══ ENTRIES
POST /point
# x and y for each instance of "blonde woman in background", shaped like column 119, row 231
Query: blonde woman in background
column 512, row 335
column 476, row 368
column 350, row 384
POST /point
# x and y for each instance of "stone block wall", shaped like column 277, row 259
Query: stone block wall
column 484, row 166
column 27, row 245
════
= WORK TO BE COMPLETED =
Reproduce these lines with "instance" swapped for "occurrence" wherever it occurs. Leave everything else unchanged.

= THE RESULT =
POST /point
# x and y for each occurrence of "blonde woman in background", shaped like column 119, row 231
Query: blonde woman in background
column 512, row 335
column 476, row 368
column 350, row 384
POST /point
# x and y for each occurrence of "stone block wall", shaped like column 277, row 259
Query: stone block wall
column 484, row 166
column 27, row 245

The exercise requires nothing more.